§ Gelesenes anwenden:
A - Beantworten Sie anhand des Textes über häusliche Gewalt die folgenden Fragen:
(i) Wie viele Fälle häuslicher Gewalt gab es 2017 in Dresden?
(ii) Seit welchem Jahr gibt es das Gewaltschutzkonzept?
(iii) Wie hoch lag der Anteil der nicht deutschen Täter?
B - Ändern Sie im Text über häusliche Gewalt den Abschnitt, der mit den Worten „Wer sind die“ beginnt und mit „so Expertin Lesch.“ endet, indem Sie „Expertin“ durch „Fachfrau“ ersetzen, und geben Sie ihn vollständig wieder.

§ Text zur Analyse:
Das blaue Auge verschwindet hinter einer dicken Schicht Make-up, die Tränen hinter einer Sonnenbrille – doch die Narben auf der Seele lassen sich nicht verstecken. Wenn die Liebe zum Partner in einer Spirale aus Gewalt versickert, leiden beide. Immer mehr Paare in der Stadt sind in dieser Spirale gefangen. Die Fälle von häuslicher Gewalt steigen.

2017 gab es 1 112 Fälle in Dresden, 2002 nur rund 300 in ganz Sachsen. Das liegt einerseits an einem Anstieg der tatsächlichen Fälle. Zum anderen daran, dass sich mehr Opfer trauen, die Taten anzuzeigen, so die Polizei. Noch vor zehn Jahren war die Dunkelziffer deutlich höher. Aber hoch sei sie auch 2018 noch, betont Frau Lesch, die im Fachbereich häusliche Gewalt bei der Polizeidirektion Dresden-Nord arbeitet. Ihren Vornamen will sie aus eigenem Schutz für sich behalten. Außerdem gibt es erst seit 2002 das Gewaltschutzkonzept, bis dahin waren die Opfer schlechter geschützt.

Wer sind die Opfer, wer die Täter? Mit rund 68 Prozent ist die überwiegende Zahl der Opfer weiblich, so Tom Bernhardt, Sprecher des Landeskriminalamtes Sachsen (LKA). Fast jede Zweite wurde bei den Übergriffen verletzt. Die Täter waren meist der eigene Partner oder nahe Angehörige, in der Mehrzahl der Fälle ehemalige Partner. Der Anteil der nicht deutschen Täter lag bei rund 17 Prozent. Dabei stammen die Täter aus allen sozialen Schichten und allen Altersklassen. „Es gibt auch Einsätze beim Professor auf dem Weißen Hirsch“, so Expertin Lesch.

Gesammelte Dateneinträge
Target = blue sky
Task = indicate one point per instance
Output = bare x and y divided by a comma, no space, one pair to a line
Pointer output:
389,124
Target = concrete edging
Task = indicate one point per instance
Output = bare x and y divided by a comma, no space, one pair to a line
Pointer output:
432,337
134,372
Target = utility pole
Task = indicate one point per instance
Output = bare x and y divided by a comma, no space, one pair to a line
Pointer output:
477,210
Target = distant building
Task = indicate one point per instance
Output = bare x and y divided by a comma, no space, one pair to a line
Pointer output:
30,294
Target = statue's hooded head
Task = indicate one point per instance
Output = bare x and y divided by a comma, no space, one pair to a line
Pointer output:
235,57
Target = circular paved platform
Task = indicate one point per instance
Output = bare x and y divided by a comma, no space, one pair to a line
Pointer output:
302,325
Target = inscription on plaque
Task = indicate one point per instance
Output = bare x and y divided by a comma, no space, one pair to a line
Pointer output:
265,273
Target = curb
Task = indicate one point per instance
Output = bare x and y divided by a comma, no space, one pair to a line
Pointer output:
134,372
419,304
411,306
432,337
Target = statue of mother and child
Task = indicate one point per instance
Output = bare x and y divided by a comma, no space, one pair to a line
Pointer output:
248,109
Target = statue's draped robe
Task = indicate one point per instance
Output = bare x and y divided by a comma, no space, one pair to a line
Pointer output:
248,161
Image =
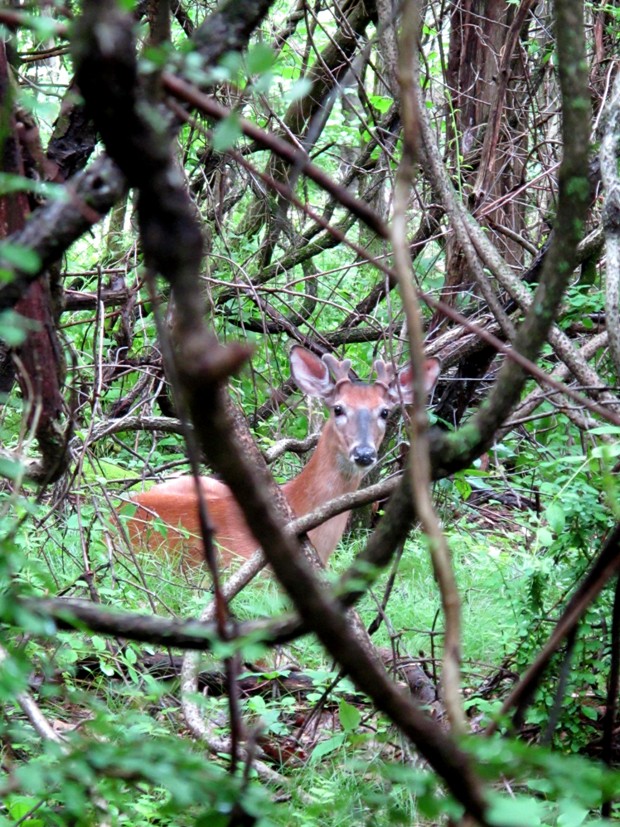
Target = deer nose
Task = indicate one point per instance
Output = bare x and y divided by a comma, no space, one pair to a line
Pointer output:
364,456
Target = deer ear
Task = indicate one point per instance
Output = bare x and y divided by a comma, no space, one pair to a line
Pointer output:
310,373
401,387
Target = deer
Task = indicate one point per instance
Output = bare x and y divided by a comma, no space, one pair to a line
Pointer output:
346,450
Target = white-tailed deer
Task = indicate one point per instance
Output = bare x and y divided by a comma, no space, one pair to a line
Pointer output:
346,450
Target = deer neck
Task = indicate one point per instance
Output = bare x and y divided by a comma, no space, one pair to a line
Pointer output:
327,475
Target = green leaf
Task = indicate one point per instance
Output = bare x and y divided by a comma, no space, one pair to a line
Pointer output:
14,328
556,517
325,747
226,133
350,716
21,257
517,811
571,814
381,103
260,59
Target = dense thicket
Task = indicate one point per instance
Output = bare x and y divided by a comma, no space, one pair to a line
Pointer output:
188,190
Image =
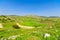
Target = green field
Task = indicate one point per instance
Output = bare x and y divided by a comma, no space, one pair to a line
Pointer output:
41,24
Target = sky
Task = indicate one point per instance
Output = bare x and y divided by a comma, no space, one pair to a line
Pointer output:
28,7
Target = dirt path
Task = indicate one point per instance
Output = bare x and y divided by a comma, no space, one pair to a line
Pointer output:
25,27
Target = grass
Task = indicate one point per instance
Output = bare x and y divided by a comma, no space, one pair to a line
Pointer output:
42,25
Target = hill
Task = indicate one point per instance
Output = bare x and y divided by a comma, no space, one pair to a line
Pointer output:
42,25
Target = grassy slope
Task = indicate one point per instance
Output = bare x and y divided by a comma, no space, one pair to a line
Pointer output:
43,23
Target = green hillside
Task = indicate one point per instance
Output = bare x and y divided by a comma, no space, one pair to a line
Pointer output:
42,25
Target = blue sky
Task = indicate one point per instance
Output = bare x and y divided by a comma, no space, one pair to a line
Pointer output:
26,7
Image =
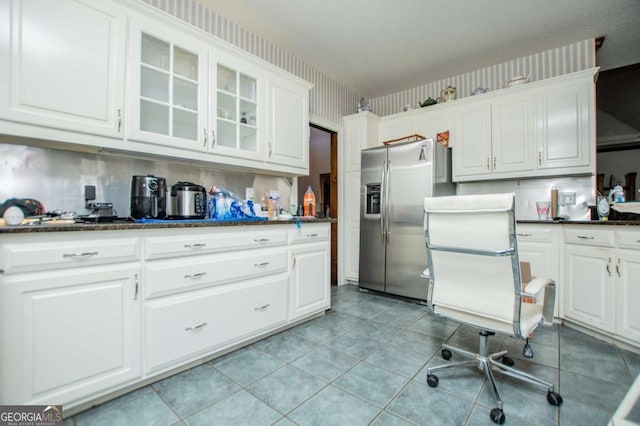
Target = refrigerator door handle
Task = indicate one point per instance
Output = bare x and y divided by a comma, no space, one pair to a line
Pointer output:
382,200
387,213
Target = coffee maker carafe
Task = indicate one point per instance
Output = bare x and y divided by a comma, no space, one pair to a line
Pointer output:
148,197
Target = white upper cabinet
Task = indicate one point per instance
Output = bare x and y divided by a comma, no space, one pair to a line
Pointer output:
237,107
63,64
494,137
168,91
125,76
545,128
566,126
287,142
472,137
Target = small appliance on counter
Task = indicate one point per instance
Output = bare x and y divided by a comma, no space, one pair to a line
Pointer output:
187,200
100,212
148,197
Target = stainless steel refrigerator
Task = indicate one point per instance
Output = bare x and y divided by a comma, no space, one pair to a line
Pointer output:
395,179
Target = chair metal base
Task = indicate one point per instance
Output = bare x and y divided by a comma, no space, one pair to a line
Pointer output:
486,362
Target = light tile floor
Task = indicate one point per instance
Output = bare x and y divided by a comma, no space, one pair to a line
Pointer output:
365,363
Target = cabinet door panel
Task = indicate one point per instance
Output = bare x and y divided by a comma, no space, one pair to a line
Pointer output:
589,287
513,135
288,138
310,279
61,52
628,294
565,126
69,333
472,141
168,96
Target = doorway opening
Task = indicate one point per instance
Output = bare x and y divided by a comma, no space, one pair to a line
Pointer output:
323,179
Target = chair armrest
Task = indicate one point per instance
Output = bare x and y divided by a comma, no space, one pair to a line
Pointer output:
533,288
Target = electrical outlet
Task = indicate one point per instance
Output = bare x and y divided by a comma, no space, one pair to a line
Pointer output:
87,180
567,198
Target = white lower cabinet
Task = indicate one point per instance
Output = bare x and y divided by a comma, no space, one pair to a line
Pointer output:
85,314
539,245
589,291
602,277
69,334
309,277
182,327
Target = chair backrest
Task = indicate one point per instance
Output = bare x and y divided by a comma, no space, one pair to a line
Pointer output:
473,260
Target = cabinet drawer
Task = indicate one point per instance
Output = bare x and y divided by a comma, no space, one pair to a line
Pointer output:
589,236
628,239
170,276
185,326
534,233
198,241
61,253
309,232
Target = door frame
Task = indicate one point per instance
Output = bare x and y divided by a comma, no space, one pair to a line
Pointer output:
337,228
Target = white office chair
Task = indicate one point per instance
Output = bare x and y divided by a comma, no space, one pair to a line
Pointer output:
475,279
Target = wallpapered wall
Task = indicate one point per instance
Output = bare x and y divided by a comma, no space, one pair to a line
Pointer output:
552,63
331,100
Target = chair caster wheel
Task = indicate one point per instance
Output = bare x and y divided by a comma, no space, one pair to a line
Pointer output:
432,380
554,398
508,361
497,416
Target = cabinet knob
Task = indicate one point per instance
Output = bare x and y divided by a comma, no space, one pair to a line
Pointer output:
198,275
196,327
80,255
195,245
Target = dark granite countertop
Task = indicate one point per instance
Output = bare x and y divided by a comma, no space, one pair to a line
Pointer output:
52,227
584,222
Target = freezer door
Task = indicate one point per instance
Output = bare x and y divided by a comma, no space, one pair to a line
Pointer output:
410,180
372,242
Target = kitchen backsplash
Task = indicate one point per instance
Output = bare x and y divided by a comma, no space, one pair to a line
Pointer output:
54,177
529,191
539,66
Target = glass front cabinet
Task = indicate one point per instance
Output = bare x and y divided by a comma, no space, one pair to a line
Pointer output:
237,124
188,95
168,93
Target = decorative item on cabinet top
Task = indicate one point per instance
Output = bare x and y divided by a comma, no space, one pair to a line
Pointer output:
411,138
448,94
364,105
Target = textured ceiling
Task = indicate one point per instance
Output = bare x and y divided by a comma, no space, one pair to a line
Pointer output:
377,47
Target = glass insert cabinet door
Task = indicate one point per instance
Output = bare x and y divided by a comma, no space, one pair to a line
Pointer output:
171,91
237,116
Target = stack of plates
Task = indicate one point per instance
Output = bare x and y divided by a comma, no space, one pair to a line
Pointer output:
515,81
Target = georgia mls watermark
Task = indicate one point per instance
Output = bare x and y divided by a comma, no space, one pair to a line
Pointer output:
30,415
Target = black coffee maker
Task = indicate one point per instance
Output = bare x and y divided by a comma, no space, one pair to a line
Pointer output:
148,197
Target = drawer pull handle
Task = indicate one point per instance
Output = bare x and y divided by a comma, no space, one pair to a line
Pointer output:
77,255
196,327
198,275
196,245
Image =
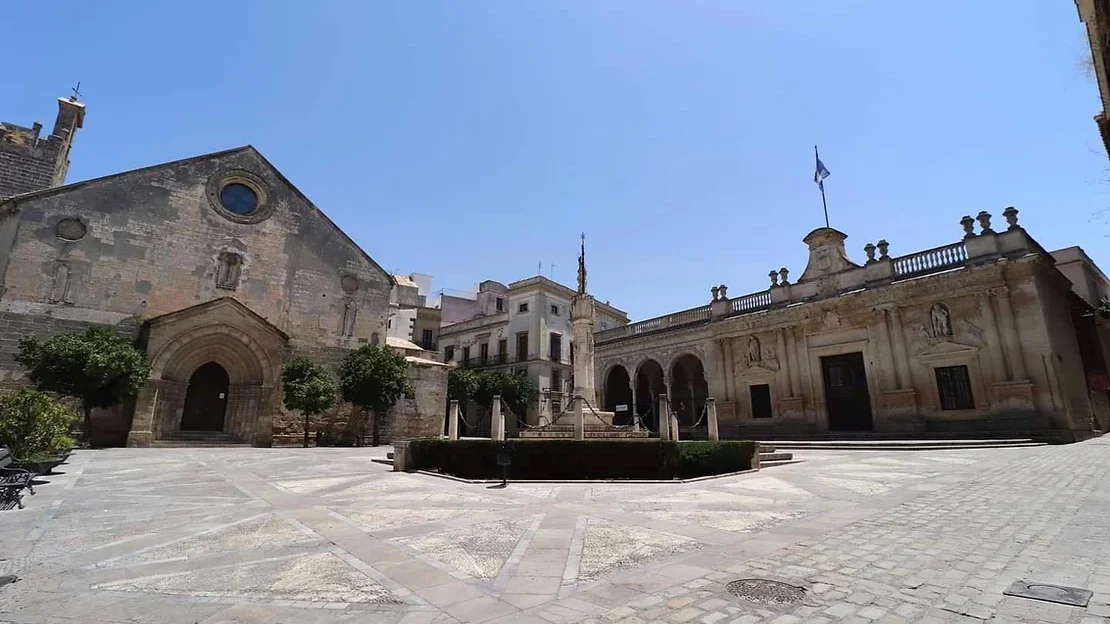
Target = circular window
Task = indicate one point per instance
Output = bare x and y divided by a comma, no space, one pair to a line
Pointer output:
239,199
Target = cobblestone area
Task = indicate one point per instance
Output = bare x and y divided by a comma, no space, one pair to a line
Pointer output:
220,535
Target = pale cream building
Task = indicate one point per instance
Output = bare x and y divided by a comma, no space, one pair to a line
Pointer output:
989,334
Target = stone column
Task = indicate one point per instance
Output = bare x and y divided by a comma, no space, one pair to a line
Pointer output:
994,340
453,421
496,421
901,360
710,414
664,418
1010,336
885,349
579,422
784,362
791,350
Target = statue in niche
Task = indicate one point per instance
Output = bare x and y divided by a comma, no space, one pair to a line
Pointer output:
59,291
755,351
350,311
226,275
941,321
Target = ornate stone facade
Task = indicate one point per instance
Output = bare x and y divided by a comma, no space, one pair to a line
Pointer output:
981,335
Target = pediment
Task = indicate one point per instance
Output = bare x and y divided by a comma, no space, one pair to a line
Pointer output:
947,349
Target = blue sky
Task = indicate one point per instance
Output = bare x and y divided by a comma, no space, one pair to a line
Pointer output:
471,140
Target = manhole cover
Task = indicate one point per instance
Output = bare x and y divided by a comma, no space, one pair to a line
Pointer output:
765,591
1073,596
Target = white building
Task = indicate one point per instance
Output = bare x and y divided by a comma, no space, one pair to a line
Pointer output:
525,325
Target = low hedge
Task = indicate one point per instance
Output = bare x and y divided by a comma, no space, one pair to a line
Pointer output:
588,459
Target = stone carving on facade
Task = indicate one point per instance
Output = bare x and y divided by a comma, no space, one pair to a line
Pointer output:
228,271
940,321
350,311
60,288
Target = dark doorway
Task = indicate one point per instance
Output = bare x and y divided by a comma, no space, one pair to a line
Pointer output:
205,400
846,396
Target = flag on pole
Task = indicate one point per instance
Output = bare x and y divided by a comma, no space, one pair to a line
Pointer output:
821,171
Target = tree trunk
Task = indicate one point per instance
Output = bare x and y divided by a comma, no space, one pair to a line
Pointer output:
87,434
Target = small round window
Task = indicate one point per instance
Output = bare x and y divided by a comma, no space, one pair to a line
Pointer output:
239,199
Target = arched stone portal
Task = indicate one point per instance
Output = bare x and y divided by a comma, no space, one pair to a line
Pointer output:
649,385
188,351
618,393
688,389
205,399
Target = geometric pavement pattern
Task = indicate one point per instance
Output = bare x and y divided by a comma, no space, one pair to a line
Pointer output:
330,535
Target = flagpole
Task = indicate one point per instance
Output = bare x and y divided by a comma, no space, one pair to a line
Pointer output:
821,184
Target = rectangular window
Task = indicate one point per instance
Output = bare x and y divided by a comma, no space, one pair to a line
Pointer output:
760,401
955,388
522,346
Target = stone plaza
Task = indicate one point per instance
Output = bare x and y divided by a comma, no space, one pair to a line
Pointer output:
214,535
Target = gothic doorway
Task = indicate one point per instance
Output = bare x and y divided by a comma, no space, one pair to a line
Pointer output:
846,396
205,399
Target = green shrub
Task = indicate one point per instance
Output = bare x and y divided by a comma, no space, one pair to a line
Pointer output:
34,424
579,460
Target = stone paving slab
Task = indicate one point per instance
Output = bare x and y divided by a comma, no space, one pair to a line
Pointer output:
220,535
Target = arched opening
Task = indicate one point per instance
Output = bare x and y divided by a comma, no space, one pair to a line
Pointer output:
648,388
688,390
618,395
205,399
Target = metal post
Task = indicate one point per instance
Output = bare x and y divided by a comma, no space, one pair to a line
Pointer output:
496,420
664,418
453,421
579,423
710,408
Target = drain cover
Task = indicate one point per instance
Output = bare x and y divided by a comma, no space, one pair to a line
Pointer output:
766,591
1073,596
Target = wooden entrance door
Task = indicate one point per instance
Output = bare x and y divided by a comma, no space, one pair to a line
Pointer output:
205,399
846,396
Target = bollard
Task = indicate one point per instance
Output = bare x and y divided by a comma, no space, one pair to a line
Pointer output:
664,418
710,414
496,421
453,421
579,423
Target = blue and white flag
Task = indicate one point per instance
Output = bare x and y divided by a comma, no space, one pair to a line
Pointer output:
820,173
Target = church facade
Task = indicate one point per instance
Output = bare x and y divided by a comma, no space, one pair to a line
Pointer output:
990,334
220,268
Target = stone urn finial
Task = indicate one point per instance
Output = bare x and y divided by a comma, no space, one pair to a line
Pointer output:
968,224
984,218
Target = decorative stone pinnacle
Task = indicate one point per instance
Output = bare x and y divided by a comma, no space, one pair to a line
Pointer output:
984,218
968,225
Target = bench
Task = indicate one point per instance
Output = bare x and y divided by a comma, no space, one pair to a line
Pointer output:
12,481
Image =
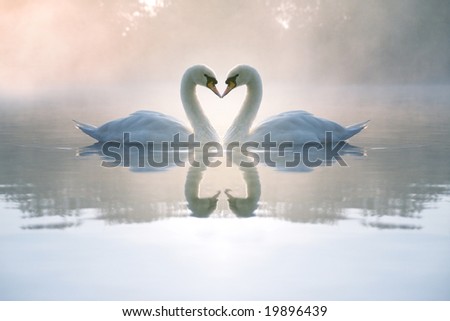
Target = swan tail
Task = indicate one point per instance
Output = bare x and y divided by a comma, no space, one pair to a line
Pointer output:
354,129
87,129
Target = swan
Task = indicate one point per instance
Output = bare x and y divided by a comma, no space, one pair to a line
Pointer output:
298,127
150,126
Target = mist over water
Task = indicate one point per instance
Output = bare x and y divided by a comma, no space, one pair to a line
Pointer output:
82,43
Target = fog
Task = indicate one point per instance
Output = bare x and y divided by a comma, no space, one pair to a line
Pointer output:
52,43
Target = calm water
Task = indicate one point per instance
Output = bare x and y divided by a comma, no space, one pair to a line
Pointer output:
377,229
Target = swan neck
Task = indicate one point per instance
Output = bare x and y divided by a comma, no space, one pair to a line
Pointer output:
247,114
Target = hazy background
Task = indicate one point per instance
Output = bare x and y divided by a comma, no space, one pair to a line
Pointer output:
51,44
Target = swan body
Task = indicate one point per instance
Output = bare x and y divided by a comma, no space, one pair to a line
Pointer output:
297,127
149,126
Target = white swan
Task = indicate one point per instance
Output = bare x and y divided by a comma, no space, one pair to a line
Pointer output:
298,127
149,126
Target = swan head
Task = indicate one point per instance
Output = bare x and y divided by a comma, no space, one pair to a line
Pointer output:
239,76
203,76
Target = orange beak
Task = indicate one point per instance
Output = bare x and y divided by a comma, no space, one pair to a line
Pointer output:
230,87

§ Ergebnisse der Übung:
A -
(i) 1 112 Fälle
(ii) Seit 2002
(iii) Bei rund 17 Prozent

B -
Wer sind die Opfer, wer die Täter? Mit rund 68 Prozent ist die überwiegende Zahl der Opfer weiblich, so Tom Bernhardt, Sprecher des Landeskriminalamtes Sachsen (LKA). Fast jede Zweite wurde bei den Übergriffen verletzt. Die Täter waren meist der eigene Partner oder nahe Angehörige, in der Mehrzahl der Fälle ehemalige Partner. Der Anteil der nicht deutschen Täter lag bei rund 17 Prozent. Dabei stammen die Täter aus allen sozialen Schichten und allen Altersklassen. „Es gibt auch Einsätze beim Professor auf dem Weißen Hirsch“, so Fachfrau Lesch.